In 701, the obtaining module 401 (and/or the processing engine 112, and/or the interface circuits 210-a) may obtain a data set (e.g., the first data set or the second data set) including a plurality of preliminary partitions (e.g., first preliminary partitions, second preliminary partitions). In some embodiments, the data set may be divided into the preliminary partitions based on the process 600 illustrated in FIG. 6.
In 703, the extension module 405 (and/or the processing engine 112, and/or the processing circuits 210-b) may determine a boundary data set for each of the plurality of preliminary partitions. In some embodiments, the boundary data set for a preliminary partition may be adjacent to and surround the preliminary partition. In some embodiments, a boundary data set for a preliminary partition may include a plurality of data blocks determined in 603 of the process 600 illustrated in FIG. 6. For example, as shown in FIG. 8, a data set is divided into a plurality of data blocks (e.g., 806). For a preliminary partition 802, the extension module 405 may determine a boundary data set 804 including data blocks (e.g., grey squares like 806 in FIG. 8) that are adjacent to and surround the preliminary partition 802.

========================================

[GIVEN REQUEST 1] Which components does the passage on data partitions name as performing steps 701 and 703?
[GIVEN REQUEST 2] In the passage on data partitions, rewrite everything from "In 701, the" down to "on the process 600 illustrated in FIG. 6.", putting "acquisition module" in place of "obtaining module".

========================================

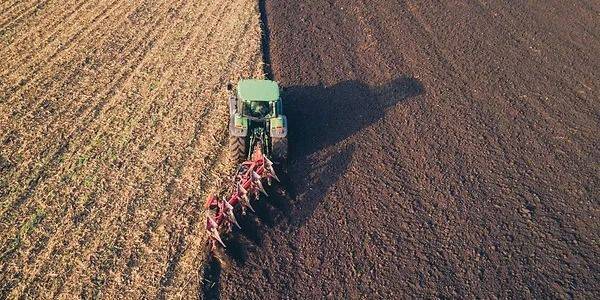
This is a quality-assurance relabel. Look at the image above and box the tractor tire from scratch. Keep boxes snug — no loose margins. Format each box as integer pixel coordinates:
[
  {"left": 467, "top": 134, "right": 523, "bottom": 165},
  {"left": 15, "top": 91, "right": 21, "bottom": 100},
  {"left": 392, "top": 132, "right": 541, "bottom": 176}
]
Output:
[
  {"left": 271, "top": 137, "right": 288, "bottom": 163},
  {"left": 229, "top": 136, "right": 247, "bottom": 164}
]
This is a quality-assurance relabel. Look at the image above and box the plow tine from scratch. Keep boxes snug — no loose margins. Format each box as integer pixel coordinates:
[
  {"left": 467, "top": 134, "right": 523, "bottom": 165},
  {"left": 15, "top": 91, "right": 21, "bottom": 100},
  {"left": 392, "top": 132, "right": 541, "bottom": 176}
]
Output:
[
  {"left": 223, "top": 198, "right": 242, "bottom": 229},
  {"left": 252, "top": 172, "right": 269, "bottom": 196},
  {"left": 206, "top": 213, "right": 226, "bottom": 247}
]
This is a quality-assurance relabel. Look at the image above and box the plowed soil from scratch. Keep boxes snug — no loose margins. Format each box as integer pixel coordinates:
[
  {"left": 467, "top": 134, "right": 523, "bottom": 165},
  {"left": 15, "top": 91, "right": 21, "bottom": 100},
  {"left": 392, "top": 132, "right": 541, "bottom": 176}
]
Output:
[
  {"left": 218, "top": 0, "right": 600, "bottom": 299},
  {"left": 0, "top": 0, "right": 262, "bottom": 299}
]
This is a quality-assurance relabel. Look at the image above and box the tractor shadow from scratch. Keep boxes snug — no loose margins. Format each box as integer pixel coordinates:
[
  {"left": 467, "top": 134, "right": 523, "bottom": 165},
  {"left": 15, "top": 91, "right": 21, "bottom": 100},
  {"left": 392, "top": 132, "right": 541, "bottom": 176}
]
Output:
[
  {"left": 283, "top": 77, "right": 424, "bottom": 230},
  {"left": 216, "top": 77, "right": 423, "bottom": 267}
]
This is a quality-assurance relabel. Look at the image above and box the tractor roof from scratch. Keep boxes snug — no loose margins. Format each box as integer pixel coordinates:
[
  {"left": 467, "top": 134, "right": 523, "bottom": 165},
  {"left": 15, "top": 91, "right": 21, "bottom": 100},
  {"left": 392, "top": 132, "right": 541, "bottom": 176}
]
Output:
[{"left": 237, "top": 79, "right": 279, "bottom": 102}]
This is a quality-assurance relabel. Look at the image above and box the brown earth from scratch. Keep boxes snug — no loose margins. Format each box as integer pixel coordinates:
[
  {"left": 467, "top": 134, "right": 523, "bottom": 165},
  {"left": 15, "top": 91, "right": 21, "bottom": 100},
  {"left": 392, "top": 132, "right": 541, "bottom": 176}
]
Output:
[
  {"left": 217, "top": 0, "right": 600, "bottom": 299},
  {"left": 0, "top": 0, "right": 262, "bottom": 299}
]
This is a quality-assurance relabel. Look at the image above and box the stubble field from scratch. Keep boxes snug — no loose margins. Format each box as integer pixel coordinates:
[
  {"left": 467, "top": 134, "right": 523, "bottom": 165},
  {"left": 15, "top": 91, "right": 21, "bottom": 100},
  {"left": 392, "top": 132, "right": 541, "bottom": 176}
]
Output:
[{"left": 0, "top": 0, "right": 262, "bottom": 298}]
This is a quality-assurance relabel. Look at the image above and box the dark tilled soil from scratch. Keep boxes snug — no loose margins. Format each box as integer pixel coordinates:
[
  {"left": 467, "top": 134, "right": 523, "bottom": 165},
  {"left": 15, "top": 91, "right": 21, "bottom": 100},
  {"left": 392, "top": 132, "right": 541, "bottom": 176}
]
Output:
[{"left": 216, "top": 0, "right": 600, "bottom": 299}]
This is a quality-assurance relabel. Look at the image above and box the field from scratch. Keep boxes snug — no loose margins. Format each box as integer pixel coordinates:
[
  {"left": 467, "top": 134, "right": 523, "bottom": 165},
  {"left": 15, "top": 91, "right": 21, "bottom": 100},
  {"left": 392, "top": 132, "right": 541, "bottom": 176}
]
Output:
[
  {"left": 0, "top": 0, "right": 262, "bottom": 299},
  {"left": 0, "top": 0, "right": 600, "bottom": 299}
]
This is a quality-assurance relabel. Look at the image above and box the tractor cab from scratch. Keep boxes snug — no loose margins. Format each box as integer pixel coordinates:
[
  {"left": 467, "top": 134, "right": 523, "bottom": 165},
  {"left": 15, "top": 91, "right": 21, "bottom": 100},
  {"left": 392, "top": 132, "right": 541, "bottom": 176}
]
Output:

========================================

[TASK RESPONSE 1]
- obtaining module 401
- processing engine 112
- interface circuits 210-a
- extension module 405
- processing circuits 210-b

[TASK RESPONSE 2]
In 701, the acquisition module 401 (and/or the processing engine 112, and/or the interface circuits 210-a) may obtain a data set (e.g., the first data set or the second data set) including a plurality of preliminary partitions (e.g., first preliminary partitions, second preliminary partitions). In some embodiments, the data set may be divided into the preliminary partitions based on the process 600 illustrated in FIG. 6.